• [GIVEN DATA]:
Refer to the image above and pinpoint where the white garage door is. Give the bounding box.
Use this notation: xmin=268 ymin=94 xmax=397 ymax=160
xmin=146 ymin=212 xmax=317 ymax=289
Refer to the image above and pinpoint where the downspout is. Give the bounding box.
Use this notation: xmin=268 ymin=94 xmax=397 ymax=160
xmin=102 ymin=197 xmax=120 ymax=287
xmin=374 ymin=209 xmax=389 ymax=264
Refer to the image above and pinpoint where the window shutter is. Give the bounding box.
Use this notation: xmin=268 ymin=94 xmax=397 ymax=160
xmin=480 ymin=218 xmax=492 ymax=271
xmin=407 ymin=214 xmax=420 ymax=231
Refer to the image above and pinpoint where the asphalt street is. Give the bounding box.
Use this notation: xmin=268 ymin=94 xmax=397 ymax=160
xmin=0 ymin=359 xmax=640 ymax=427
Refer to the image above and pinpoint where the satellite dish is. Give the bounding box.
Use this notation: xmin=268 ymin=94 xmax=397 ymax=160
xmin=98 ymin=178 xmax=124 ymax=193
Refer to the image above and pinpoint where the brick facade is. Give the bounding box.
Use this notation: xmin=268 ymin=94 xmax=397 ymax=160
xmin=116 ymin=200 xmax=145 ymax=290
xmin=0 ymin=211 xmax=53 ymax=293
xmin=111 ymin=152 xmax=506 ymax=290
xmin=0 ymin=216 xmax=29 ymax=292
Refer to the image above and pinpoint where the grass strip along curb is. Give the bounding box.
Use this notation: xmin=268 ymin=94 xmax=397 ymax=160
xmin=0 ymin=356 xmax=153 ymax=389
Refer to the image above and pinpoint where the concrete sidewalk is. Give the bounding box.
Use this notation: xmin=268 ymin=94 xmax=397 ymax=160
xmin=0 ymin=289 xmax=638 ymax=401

• [DO THIS]: Put each line of the material, from the line containing "Refer to the image above and pinpoint where the satellite" down through the end of the material, into a JSON list of strings, one string per line and with blank lines omitted.

• [SOLVED EXERCISE]:
[
  "Refer to the image above and pinpoint where the satellite dish is. Give the bounding box.",
  "Use this notation: xmin=268 ymin=94 xmax=397 ymax=160",
  "xmin=98 ymin=178 xmax=124 ymax=193",
  "Refer to the image above and pinpoint where the brick facade is. Give the bounding box.",
  "Use this notation: xmin=268 ymin=94 xmax=397 ymax=160",
  "xmin=116 ymin=200 xmax=145 ymax=290",
  "xmin=0 ymin=211 xmax=53 ymax=293",
  "xmin=111 ymin=152 xmax=506 ymax=290",
  "xmin=0 ymin=216 xmax=29 ymax=292",
  "Refer to the image above and pinpoint where the grass strip along curb is. Give the bounding box.",
  "Use this notation: xmin=268 ymin=94 xmax=397 ymax=160",
  "xmin=0 ymin=356 xmax=153 ymax=389",
  "Refer to the image above and pinpoint where the concrete sidewalk is. Give the bounding box.",
  "Use this notation: xmin=268 ymin=94 xmax=397 ymax=160",
  "xmin=0 ymin=289 xmax=638 ymax=401"
]